— Entries drawn from a collection —
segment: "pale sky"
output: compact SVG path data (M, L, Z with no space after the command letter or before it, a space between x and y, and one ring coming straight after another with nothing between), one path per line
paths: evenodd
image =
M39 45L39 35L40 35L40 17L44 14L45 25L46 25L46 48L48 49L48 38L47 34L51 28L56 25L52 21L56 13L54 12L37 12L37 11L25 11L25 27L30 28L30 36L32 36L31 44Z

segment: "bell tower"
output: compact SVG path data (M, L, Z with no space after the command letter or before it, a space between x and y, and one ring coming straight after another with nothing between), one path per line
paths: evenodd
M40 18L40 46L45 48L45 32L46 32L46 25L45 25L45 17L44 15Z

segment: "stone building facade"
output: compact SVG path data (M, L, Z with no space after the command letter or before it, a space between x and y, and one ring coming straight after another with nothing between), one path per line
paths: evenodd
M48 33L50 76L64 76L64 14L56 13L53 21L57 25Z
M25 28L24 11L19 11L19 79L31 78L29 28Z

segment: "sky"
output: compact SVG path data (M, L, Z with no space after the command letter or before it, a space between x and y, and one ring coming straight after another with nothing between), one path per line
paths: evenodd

— What you will do —
Format all the rows above as a numbered list, one line per item, and leave out the blank lines.

— Finished exercise —
1. segment: "pale sky"
2. output: compact SVG path data (M, L, Z with no space after the command letter or before it, a space between x and y, and one ring coming straight after another with nothing between), one path per line
3. paths: evenodd
4. image =
5. M39 45L39 35L40 35L40 17L44 14L45 25L46 25L46 48L48 49L48 38L47 34L51 28L56 25L52 21L56 13L54 12L37 12L37 11L25 11L25 27L30 28L30 36L32 36L31 44Z
6. segment: "bell tower"
7. output: compact SVG path data (M, L, Z with no space after the command letter or before it, a space between x and y, and one ring coming straight after another with nothing between), one path per line
8. paths: evenodd
9. M40 18L40 46L45 48L45 32L46 32L46 25L45 25L45 17L44 15Z
10. segment: "stone building facade"
11. output: compact SVG path data (M, L, Z with no space after the command letter or before it, a space between x and y, and one ring coming straight after another with nothing between), one path per line
12. paths: evenodd
13. M48 33L50 76L64 76L64 14L56 13L53 21L57 25Z
14. M25 28L24 11L19 11L19 79L31 78L29 28Z
15. segment: "sky"
16. output: compact SVG path data (M, L, Z with no space after the command letter or before it, a space between x and y, and one ring coming straight after another with nothing between), one path per line
17. paths: evenodd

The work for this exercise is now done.